Потом поп признается в любви к Есенину ("Вообще в жизни много справедливого. Вот жалеют: Есенин мало прожил. Ровно — с песню. Будь она, эта песня, длинней, она не была бы такой щемящей. Длинных песен не бывает"), "гудит" песню про клен заледенелый и начинает вместе с Максимом дикую пляску-радение.
"Поп легко одной рукой поднял Максима за шкирку. Поставил рядом с собой. — Повторяй за мной: верую! — Верую! — сказал Максим. — Громче! Торжественно: ве-рую! Вместе: ве-ру-ю-у! — Ве-ру-ю-у! — заблажили вместе. Дальше поп один привычной скороговоркой зачастил: — В авиацию, в механизацию сельского хозяйства, в научную революцию-у! В космос и невесомость! Ибо это объективно-о! Вместе! За мной!.. — Вместе заорали: — Ве-ру-ю-у! — Верую, что скоро все соберутся в большие вонючие города! Верую, что задохнутся там и побегут опять в чисто поле!.. Верую! — Верую-у! — В барсучье сало, в бычачьий рог, в стоячую оглоблю-у! В плоть и мякоть телесную-у!.. — Оба, поп и Максим, плясали с какой-то злостью, с таким остервенением, что не казалось и странным, что они — пляшут. Тут — или плясать, или уж рвать на груди рубаху и плакать, и скрипеть зубами".

----------------

Перескажите текст о попе и Максиме в двух предложениях.

— Исходные записи —
----------------

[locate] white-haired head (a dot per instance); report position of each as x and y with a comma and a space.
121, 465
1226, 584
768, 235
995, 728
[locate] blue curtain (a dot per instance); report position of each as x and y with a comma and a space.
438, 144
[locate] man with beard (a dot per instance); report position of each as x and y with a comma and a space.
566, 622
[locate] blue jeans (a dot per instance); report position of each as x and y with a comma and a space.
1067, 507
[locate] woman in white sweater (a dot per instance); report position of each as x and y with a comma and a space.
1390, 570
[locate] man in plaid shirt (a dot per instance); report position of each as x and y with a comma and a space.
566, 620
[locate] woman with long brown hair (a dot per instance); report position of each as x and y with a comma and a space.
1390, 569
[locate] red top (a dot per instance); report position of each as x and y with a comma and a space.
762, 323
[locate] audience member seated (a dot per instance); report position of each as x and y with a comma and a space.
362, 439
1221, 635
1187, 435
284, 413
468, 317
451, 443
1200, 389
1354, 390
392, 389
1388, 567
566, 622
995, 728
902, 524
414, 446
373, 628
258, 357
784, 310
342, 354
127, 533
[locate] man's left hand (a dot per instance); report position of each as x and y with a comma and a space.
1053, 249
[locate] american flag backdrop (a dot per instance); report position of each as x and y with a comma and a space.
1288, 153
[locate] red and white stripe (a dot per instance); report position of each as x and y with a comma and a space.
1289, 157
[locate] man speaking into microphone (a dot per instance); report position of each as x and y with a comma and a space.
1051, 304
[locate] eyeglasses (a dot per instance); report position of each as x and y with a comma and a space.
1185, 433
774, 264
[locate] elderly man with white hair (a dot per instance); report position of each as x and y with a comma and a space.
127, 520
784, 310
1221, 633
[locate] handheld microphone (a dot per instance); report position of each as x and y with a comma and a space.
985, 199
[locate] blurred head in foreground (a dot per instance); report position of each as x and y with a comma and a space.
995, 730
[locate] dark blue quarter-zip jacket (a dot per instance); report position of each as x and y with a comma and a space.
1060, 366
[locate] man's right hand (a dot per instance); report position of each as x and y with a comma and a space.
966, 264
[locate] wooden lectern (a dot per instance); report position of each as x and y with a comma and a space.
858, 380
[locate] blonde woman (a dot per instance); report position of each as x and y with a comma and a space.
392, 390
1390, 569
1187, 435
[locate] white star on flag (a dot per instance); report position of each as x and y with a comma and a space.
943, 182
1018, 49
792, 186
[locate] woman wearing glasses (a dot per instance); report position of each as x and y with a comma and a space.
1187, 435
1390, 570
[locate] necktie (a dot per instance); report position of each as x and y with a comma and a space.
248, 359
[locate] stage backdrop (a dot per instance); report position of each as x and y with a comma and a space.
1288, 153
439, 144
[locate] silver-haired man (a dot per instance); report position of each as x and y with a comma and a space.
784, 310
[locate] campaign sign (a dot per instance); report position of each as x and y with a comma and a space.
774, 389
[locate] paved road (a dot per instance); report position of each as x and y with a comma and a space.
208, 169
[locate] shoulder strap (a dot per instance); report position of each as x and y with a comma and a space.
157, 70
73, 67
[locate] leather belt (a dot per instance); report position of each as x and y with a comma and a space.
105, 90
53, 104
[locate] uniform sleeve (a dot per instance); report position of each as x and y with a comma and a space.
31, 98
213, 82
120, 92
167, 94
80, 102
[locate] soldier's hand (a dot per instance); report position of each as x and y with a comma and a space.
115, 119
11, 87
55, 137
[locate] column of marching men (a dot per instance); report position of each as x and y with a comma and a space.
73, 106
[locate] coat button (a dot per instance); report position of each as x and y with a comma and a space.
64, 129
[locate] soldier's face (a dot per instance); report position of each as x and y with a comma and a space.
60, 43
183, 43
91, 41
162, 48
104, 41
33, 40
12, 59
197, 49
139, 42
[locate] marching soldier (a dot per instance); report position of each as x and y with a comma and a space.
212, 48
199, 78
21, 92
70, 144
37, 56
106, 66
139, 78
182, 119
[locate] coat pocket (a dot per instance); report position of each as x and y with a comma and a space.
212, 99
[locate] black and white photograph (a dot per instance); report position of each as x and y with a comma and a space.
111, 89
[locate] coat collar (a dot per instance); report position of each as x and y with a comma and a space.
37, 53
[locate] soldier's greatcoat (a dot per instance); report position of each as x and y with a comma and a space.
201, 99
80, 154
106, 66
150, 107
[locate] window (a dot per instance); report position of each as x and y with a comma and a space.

----------------

— Решение задания —
Поп признаётся в любви к Есенину: тот прожил ровно с песню, а будь эта песня длиннее, она не была бы такой щемящей. Затем поп гудит песню про клен заледенелый, заставляет Максима выкрикивать вместе с ним «верую» во всё подряд, от авиации до плоти телесной, и оба пляшут с такой злостью, что остаётся либо плясать, либо рвать на груди рубаху и плакать.